== Exercise ==
In every line of the records, look for "window", then report how many lines have it and nothing else.
═══ Input data
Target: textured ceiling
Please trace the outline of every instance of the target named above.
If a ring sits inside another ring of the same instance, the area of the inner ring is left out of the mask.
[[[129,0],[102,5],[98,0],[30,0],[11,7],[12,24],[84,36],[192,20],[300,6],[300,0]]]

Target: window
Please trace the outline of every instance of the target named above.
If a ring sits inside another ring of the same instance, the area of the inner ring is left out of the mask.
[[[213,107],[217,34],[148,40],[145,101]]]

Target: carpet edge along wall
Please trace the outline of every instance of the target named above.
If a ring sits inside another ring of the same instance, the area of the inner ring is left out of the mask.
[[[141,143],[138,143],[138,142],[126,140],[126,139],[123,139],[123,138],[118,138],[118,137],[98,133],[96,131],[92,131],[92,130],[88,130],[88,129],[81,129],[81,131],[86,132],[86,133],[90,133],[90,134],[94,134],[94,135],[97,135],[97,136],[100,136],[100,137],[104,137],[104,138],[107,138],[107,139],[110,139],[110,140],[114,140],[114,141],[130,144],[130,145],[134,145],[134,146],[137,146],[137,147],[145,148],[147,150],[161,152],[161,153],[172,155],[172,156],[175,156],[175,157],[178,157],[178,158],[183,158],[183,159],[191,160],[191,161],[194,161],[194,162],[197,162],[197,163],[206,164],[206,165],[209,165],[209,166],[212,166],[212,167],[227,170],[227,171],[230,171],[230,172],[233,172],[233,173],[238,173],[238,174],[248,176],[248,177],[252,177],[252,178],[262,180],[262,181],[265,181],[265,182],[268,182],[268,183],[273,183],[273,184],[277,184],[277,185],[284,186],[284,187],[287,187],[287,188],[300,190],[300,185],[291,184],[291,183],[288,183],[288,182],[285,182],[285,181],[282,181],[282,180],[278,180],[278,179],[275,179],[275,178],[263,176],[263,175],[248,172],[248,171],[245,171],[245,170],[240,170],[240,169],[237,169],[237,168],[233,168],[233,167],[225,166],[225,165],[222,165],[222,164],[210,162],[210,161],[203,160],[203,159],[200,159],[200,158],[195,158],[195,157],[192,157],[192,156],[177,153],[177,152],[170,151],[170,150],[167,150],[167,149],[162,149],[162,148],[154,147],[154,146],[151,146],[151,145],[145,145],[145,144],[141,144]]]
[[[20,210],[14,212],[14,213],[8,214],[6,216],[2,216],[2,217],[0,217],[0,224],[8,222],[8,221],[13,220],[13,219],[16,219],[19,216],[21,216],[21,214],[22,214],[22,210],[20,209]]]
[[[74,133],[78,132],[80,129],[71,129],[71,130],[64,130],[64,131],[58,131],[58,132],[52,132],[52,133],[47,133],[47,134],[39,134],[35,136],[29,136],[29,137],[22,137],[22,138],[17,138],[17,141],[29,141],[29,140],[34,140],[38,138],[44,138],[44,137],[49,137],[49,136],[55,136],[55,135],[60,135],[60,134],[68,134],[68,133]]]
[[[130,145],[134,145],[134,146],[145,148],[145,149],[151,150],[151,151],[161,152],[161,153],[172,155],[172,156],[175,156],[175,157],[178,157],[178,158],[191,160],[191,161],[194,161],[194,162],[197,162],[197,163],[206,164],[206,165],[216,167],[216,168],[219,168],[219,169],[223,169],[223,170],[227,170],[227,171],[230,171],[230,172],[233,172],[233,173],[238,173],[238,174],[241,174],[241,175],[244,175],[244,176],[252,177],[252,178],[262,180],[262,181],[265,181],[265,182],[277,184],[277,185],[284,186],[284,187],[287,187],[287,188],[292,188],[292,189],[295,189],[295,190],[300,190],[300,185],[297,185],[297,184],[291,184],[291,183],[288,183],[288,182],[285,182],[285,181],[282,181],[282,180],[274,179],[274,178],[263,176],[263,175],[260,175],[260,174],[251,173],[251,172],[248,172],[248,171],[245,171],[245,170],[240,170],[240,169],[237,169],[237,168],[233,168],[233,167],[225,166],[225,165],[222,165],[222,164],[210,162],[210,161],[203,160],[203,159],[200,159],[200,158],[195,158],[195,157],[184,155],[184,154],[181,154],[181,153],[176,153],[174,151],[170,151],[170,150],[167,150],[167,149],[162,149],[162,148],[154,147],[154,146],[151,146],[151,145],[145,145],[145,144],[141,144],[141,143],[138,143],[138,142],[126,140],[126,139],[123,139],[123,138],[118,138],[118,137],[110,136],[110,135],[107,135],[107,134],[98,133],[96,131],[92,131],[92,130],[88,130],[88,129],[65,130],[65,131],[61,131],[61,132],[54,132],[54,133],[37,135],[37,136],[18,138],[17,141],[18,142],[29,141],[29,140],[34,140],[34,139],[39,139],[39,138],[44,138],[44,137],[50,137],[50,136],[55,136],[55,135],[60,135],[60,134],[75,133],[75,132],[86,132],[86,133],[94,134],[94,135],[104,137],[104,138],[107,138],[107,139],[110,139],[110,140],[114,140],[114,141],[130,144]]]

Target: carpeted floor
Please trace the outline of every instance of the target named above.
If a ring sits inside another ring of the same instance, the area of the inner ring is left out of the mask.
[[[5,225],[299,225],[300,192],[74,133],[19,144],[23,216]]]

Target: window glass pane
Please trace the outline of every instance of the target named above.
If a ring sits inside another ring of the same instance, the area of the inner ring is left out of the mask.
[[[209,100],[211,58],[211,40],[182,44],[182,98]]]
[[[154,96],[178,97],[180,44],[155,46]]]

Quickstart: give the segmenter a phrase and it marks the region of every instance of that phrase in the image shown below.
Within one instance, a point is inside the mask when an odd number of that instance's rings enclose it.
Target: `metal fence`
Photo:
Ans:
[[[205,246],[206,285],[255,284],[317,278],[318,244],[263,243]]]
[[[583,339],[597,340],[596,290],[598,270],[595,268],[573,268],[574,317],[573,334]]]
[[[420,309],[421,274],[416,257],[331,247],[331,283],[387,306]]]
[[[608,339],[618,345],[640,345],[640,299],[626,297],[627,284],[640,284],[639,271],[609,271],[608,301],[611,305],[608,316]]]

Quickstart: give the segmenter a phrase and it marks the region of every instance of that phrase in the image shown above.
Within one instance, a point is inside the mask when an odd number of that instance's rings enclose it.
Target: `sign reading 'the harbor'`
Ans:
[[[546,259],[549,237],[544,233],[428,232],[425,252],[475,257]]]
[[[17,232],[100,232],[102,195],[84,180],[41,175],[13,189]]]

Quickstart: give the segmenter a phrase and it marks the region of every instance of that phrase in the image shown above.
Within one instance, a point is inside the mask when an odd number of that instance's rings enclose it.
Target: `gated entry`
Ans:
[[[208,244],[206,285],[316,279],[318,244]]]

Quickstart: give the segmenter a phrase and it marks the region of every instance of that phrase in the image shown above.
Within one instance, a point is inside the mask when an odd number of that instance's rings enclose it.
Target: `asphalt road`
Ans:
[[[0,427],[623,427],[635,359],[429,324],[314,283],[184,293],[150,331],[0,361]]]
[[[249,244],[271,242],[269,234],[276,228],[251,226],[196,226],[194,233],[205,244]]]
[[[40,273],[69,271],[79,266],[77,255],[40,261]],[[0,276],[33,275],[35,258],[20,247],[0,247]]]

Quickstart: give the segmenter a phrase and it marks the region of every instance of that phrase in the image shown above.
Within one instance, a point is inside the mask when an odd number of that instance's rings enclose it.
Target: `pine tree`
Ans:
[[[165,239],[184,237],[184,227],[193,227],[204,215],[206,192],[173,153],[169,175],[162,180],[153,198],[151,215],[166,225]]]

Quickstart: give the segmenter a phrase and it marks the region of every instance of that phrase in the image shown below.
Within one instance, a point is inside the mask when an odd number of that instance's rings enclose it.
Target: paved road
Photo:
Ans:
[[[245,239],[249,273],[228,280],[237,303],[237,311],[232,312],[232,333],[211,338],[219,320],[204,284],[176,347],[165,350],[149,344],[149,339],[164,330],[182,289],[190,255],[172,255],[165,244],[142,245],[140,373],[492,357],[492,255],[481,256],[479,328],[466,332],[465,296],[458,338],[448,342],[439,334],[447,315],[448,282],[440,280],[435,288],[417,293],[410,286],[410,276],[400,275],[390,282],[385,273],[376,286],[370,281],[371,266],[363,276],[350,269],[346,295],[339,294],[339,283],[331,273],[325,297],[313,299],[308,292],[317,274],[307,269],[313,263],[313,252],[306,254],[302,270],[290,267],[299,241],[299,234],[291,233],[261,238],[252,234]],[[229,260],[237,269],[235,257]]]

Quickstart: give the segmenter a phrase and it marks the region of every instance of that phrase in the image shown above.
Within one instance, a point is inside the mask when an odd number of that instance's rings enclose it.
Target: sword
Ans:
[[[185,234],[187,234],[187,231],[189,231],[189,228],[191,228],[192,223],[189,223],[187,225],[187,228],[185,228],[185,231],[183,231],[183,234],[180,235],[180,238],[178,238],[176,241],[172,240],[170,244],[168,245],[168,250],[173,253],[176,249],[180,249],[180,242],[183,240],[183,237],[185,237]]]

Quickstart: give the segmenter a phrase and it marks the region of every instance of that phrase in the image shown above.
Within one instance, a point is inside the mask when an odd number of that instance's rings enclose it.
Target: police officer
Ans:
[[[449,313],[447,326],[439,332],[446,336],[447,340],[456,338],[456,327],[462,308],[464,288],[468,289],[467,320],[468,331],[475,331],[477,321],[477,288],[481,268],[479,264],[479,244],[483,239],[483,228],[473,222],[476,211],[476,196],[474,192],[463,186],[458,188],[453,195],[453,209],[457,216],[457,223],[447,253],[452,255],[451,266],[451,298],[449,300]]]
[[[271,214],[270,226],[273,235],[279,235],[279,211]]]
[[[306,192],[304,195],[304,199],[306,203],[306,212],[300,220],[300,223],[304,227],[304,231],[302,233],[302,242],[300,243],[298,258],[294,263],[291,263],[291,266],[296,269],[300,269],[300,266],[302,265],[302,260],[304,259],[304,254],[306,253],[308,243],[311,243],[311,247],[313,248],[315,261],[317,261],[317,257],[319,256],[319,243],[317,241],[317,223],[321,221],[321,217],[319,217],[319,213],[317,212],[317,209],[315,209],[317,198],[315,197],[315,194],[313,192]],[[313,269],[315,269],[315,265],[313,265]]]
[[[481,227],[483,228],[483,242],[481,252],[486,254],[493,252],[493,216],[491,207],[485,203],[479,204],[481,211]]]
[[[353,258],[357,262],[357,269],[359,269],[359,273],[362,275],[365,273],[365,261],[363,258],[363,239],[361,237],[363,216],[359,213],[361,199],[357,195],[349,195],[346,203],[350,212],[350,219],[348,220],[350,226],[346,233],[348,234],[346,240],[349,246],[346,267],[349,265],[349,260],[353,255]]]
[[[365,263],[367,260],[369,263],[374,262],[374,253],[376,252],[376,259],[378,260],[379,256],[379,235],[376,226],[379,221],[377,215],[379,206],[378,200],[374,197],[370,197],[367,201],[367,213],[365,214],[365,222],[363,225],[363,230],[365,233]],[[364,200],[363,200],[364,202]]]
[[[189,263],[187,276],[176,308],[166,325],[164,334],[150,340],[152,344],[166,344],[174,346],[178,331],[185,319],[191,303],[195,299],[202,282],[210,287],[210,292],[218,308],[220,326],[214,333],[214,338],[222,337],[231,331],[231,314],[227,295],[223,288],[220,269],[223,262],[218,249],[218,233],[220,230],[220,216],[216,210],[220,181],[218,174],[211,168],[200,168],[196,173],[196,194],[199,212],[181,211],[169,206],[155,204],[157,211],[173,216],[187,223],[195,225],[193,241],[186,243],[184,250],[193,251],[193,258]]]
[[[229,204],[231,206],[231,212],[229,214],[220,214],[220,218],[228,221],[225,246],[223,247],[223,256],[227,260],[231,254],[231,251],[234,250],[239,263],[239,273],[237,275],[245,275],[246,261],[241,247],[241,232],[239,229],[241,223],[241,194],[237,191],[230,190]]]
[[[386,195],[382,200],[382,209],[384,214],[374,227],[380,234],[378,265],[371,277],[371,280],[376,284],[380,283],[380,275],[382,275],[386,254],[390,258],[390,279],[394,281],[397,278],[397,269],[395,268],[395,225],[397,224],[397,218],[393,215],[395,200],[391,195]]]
══════
== Response to the exercise ==
2